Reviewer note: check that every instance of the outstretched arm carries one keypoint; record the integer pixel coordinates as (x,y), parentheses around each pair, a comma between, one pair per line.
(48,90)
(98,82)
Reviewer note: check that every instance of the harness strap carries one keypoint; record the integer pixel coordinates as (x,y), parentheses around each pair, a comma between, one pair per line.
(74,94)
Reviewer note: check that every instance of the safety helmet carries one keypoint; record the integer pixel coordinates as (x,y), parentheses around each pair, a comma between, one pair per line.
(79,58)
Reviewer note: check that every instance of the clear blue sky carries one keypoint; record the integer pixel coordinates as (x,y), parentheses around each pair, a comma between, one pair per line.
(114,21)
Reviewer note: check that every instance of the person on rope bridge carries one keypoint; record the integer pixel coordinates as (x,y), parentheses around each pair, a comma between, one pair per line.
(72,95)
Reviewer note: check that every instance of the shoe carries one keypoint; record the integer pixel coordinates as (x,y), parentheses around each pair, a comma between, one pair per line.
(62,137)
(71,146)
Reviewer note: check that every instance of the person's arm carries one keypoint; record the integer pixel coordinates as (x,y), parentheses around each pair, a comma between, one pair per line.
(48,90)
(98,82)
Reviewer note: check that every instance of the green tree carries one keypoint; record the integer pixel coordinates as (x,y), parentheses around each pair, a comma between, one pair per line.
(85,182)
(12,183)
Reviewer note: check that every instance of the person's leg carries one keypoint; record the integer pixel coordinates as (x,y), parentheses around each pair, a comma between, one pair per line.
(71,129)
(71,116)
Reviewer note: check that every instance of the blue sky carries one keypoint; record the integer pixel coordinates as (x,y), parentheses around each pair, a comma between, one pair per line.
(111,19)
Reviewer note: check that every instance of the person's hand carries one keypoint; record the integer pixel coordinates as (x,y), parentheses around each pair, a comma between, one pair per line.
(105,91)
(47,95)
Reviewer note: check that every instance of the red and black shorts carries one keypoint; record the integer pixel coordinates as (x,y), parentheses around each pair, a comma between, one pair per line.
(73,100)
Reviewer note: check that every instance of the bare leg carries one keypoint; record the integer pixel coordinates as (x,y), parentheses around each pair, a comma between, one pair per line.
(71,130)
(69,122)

☆ ☆ ☆ ☆ ☆

§ Action item: Output the whole listing word for word.

§ Exercise answer:
Reviewer note: check that every instance of the outstretched arm carries one keypoint; record the integer pixel coordinates as (x,y), parentheses around each pair, a comma between, one pair per line.
(48,90)
(98,82)
Reviewer note: check that every instance of the harness strap carries one keypoint; record the integer pixel coordinates as (x,y), parentheses around each pair, a comma between, one pair per line.
(74,94)
Reviewer note: check that every instance of the safety helmet carries one keypoint; record the integer pixel coordinates as (x,y), parentheses around each pair, a comma between, one pair per line.
(79,58)
Reviewer note: check that every instance of the clear blue sky carries one keypoint; record the integer pixel coordinates as (x,y), parentheses around each pair, a comma between, one pair per line.
(114,21)
Reviewer note: check that every instance of the person on rope bridge carries one keypoint; record the integer pixel coordinates as (x,y), parentheses around each pair, a comma between, one pair per line.
(72,95)
Reviewer note: check that every instance of the shoe carries one keypoint; record the integer pixel coordinates as (x,y), parentheses around each pair, a comma between, one pair per line.
(62,137)
(71,146)
Reviewer note: check that every instance of the person's arm carries one keypoint; record the integer pixel coordinates as (x,y), parentheses around each pair, a comma between, one pair per line.
(48,90)
(98,82)
Reviewer note: check that every instance of the green tree carries one keypoint; record the integer pixel coordinates as (x,y), parentheses around each pair, a comma between, one pair per line.
(85,182)
(12,183)
Reviewer note: check that every instance of the person's leg carries one keypoint; record the integer pixel coordinates as (x,y), parentheses around each pair, a comma between, one pair per line.
(71,129)
(71,116)
Reviewer note: check that every instance of the blue sky carries one keypoint; record the integer pixel coordinates as (x,y), parentheses around each pair, a comma between, one pair per line.
(111,19)
Reviewer note: check that every instance of the person's hand carries one keypoint; record the integer pixel coordinates as (x,y), parentheses around each pair, a comma between, one pair per line.
(105,91)
(47,95)
Reviewer note: check that every instance of the red and black shorts carries one keypoint; record the integer pixel coordinates as (x,y), parentheses around each pair, a comma between, one pair per line.
(73,100)
Reviewer note: check that every instance of the bare leg carries one keypoint; record the integer pixel coordinates as (x,y), parentheses around each pair, a comma between, one pair per line.
(71,130)
(69,122)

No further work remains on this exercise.